> _Short exercise_
Rewrite every line of the data below, from the line containing "of the shredded" down to the last line, and offset each answer coordinate by adding 75.
☆ ☆ ☆ ☆ ☆
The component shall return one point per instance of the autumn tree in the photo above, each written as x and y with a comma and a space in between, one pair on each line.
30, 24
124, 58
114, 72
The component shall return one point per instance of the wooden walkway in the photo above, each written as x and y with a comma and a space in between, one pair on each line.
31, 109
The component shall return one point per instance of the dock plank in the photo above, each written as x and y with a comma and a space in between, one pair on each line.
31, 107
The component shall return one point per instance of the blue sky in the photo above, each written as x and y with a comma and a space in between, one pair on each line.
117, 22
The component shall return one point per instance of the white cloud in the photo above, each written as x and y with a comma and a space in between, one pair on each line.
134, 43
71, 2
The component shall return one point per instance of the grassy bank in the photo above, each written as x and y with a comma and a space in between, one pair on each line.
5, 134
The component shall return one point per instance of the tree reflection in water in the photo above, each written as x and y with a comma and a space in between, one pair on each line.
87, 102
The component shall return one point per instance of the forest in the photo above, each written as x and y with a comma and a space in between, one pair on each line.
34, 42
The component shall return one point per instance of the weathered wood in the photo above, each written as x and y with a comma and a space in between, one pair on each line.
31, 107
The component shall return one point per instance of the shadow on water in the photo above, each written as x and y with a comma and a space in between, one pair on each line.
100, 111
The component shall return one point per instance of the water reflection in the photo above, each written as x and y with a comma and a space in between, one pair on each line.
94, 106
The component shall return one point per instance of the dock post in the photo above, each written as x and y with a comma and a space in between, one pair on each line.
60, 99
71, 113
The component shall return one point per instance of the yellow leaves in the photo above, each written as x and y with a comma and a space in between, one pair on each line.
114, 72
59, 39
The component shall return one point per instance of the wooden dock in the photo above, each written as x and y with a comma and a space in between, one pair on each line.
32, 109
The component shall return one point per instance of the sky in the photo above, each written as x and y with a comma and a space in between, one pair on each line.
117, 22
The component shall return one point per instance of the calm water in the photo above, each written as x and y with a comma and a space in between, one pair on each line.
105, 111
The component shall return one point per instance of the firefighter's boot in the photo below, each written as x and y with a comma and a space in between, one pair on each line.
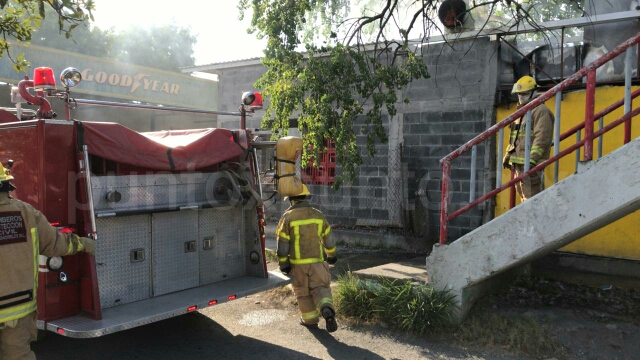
309, 326
330, 317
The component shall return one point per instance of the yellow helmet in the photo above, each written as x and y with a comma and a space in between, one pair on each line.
525, 84
5, 174
304, 192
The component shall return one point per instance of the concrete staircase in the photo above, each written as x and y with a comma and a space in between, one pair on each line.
600, 192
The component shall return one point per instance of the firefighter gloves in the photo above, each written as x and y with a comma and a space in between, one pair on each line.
286, 269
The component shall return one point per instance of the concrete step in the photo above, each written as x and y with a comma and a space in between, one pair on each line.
413, 270
599, 193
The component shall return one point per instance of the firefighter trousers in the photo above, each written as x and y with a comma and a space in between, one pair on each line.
15, 341
311, 286
529, 186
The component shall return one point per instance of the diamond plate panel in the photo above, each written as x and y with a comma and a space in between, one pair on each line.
149, 191
173, 268
226, 259
119, 280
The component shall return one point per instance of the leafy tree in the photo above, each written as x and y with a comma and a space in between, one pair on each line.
20, 18
354, 65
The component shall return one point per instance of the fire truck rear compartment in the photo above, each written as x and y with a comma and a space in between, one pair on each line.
167, 234
140, 313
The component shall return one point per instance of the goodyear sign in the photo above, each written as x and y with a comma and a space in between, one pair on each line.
120, 81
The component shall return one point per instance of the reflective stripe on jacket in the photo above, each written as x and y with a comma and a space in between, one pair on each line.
303, 235
25, 234
541, 136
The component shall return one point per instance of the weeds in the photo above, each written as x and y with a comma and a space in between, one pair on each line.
271, 256
406, 306
507, 332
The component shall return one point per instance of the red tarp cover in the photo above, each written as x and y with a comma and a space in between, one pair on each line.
190, 149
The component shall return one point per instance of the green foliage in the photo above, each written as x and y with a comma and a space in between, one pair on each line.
410, 307
271, 256
353, 65
20, 18
334, 83
508, 332
355, 297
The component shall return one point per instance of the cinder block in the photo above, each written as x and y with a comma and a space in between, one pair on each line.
452, 116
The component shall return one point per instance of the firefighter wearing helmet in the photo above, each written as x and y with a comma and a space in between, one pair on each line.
541, 138
25, 234
302, 236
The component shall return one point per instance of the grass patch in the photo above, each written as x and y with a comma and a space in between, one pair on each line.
507, 332
410, 307
271, 256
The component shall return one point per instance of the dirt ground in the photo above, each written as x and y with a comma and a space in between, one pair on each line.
587, 321
584, 317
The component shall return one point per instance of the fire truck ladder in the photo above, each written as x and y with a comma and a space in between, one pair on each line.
600, 192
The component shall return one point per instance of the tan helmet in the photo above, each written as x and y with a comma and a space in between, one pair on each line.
525, 84
5, 173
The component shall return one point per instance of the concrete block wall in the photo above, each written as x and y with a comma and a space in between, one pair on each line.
444, 112
362, 203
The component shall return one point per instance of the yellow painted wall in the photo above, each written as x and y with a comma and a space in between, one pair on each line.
620, 239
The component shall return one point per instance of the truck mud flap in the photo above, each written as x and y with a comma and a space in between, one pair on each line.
148, 311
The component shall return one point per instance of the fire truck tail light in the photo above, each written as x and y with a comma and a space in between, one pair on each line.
67, 230
43, 78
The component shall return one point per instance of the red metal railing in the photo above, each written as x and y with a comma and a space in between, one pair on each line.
587, 142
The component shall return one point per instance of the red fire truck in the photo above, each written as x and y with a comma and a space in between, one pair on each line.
177, 216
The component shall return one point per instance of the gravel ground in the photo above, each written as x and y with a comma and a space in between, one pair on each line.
588, 322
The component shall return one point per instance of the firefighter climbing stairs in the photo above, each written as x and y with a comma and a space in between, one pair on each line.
599, 192
548, 221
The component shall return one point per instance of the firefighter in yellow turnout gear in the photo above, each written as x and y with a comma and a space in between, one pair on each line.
25, 234
303, 235
541, 139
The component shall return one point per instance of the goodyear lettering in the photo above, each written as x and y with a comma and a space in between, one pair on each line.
136, 82
12, 228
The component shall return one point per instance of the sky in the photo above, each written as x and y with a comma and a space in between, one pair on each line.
220, 35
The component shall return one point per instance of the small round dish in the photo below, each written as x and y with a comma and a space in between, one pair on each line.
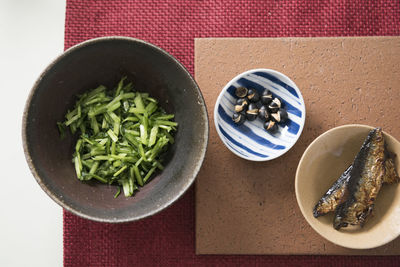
321, 165
250, 140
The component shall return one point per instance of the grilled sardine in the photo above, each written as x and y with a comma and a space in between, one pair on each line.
366, 178
334, 196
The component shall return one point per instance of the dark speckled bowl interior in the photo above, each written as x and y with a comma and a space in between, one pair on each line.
104, 61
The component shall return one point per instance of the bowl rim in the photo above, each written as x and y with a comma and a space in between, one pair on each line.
303, 209
59, 200
233, 80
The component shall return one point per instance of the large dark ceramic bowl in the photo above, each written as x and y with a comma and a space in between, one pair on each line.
104, 61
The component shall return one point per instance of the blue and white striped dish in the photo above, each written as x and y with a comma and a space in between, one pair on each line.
249, 140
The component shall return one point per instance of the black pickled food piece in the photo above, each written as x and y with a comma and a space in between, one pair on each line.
275, 105
239, 118
365, 182
241, 92
252, 112
241, 105
266, 97
263, 113
253, 95
280, 116
271, 126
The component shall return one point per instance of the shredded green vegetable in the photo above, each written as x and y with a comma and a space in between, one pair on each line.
123, 135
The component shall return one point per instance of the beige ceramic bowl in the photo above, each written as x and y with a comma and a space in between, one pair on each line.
321, 164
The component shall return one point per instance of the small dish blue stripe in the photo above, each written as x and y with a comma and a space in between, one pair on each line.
250, 140
246, 130
278, 81
240, 145
247, 83
293, 127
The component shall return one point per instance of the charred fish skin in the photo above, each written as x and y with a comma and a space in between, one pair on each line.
336, 193
391, 175
366, 178
334, 196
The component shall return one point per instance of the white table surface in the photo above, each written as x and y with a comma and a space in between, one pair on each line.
31, 35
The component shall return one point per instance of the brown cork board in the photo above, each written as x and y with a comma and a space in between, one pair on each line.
245, 207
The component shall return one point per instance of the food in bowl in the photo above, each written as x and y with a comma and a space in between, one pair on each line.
☆ ☆ ☆ ☆ ☆
> _Answer to the problem_
The component shall return one point per instance of the shredded green vegetable in the photo above, each written as x and y with a comma and a space in between, one pair on each line.
198, 210
The component shall return one point per instance of the beige ceramic bowl in the photo above, each written as x and y with a comma and a space in between, one pair on each line.
396, 239
The component shall return one point per instance of the small dish blue stripe in the photo above, each written as x and y with a comma and a space in between, one pair on each line.
325, 215
321, 205
353, 156
315, 220
322, 158
368, 202
The component shall return one point per instance of the charred fish skin in the photo above, each written as x and y with a comma and a space in between, one pair on each line.
411, 268
466, 250
441, 253
409, 271
The component shall return one point per instance of the white table surface in the photo above, each written as x and y with a comma and a space in between, one pair on each line.
106, 110
The component shall return one point per instance of the brown cork board in the photo above, each written as x and y with a comma and a space in between, one pair on each line.
320, 282
The component shall return one point per instance of the food in bowl in the photo above, each written as x and y with a comma and a space in between, one pair on each line.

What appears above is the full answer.